> HOW TO COMPLETE THIS TASK
Working line by line, output the entries below exactly as they appear.

> LISTED RECORDS
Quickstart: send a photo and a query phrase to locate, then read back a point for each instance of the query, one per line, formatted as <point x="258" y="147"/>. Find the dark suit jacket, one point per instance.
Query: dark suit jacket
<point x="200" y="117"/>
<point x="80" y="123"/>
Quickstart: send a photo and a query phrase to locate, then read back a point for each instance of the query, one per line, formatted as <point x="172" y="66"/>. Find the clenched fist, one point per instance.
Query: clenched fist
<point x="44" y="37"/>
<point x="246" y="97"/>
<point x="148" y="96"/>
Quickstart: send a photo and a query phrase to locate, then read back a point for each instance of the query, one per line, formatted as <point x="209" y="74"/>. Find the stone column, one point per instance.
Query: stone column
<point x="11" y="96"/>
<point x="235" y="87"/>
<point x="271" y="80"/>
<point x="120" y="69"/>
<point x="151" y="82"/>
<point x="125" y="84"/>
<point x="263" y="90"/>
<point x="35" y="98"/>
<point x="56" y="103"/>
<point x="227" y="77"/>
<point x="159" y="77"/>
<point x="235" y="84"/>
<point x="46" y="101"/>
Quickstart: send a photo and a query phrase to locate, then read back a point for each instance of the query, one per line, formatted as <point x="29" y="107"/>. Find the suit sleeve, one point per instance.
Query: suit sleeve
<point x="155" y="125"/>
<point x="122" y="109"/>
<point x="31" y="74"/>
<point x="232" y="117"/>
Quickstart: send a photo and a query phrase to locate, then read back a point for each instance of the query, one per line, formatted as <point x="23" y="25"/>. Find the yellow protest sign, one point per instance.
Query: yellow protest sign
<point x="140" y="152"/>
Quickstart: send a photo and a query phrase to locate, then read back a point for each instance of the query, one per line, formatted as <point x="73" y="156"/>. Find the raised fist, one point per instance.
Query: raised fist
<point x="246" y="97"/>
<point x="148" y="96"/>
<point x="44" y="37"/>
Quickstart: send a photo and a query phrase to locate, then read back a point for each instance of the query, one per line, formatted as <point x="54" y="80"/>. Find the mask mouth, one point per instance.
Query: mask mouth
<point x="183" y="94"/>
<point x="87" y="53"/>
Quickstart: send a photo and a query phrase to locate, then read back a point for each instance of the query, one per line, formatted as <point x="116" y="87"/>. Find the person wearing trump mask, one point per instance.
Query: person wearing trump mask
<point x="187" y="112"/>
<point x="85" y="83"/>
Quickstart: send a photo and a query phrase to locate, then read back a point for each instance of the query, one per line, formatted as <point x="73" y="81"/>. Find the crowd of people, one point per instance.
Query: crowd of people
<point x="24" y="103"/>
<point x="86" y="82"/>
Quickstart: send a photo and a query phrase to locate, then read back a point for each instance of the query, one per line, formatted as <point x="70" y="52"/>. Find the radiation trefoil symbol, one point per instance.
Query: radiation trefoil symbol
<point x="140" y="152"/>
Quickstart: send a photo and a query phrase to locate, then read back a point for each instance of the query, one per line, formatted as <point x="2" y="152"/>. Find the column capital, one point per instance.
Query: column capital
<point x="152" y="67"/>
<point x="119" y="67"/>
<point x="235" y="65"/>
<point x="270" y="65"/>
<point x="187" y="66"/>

> EXERCISE ANSWER
Quickstart: send a photo and a query phrase to locate, then read back a point for each instance of the query, one per line, formatted as <point x="258" y="147"/>. Find the dark suit jacket, one point per instance.
Query: dark suit jacket
<point x="200" y="117"/>
<point x="80" y="123"/>
Quickstart: send a photo and a query phrase to locate, then read back a point for each instance of the query, one per line, formatted as <point x="172" y="66"/>. Find the clenched fist, one point per instance.
Query: clenched fist
<point x="44" y="37"/>
<point x="246" y="97"/>
<point x="148" y="96"/>
Quickstart: send a photo and a query phrase to locate, then read back a point for each instance of the query, one per line, formatted as <point x="209" y="74"/>. Find the stone column, one point per instance.
Query: stone column
<point x="11" y="96"/>
<point x="235" y="87"/>
<point x="271" y="80"/>
<point x="120" y="69"/>
<point x="151" y="82"/>
<point x="125" y="84"/>
<point x="263" y="90"/>
<point x="35" y="98"/>
<point x="56" y="103"/>
<point x="227" y="77"/>
<point x="159" y="77"/>
<point x="235" y="84"/>
<point x="46" y="101"/>
Quickstart: send a photo and a query phrase to locate, then read back a point for each instance of the query, one per line, formatted as <point x="29" y="107"/>. Find the suit sleeve, one point per instance.
Query: suit sleeve
<point x="155" y="125"/>
<point x="122" y="109"/>
<point x="31" y="74"/>
<point x="232" y="117"/>
Quickstart: send a photo and a query phrase to locate, then read back a point for each instance of the query, one per line, formatted as <point x="23" y="25"/>. Find the yellow protest sign, one point per instance.
Query: yellow protest sign
<point x="140" y="152"/>
Quickstart: send a photo and a query phrase to locate, then read back a point for each instance of the query, one per line, formatted as <point x="73" y="156"/>. Find the raised fist, one point per instance.
Query: raised fist
<point x="246" y="97"/>
<point x="148" y="96"/>
<point x="44" y="37"/>
Quickstart: send a photo and a query phrase to locate, then read back a point for each instance of the query, one per line, formatted as <point x="54" y="80"/>. Find the mask mouth, one point per instance.
Query: mask mouth
<point x="183" y="94"/>
<point x="87" y="53"/>
Quickstart: send a photo and a query phrase to locate, then read back a point for each instance of the query, one per line, formatted as <point x="116" y="87"/>. Find the person wearing trump mask, one point per instance.
Query: person wearing trump mask
<point x="187" y="112"/>
<point x="85" y="83"/>
Quickstart: send a photo and a query phrase to locate, then read back a point for each instance of the query, one per line, formatted as <point x="73" y="81"/>. Find the crowd of people, one point per instance.
Query: crowd of people
<point x="24" y="103"/>
<point x="86" y="82"/>
Quickstart: send a photo and a query phrase to locate, then read back a point for each instance of the query, one per line, formatted as <point x="70" y="52"/>. Find the radiation trefoil symbol, one point per instance.
Query: radiation trefoil symbol
<point x="140" y="152"/>
Quickstart: send a photo and a query phrase to locate, then read back a point for each instance of the query, one per line, formatted as <point x="2" y="152"/>. Find the column capital, one point per instance.
Query: column capital
<point x="152" y="67"/>
<point x="119" y="67"/>
<point x="235" y="65"/>
<point x="270" y="65"/>
<point x="187" y="66"/>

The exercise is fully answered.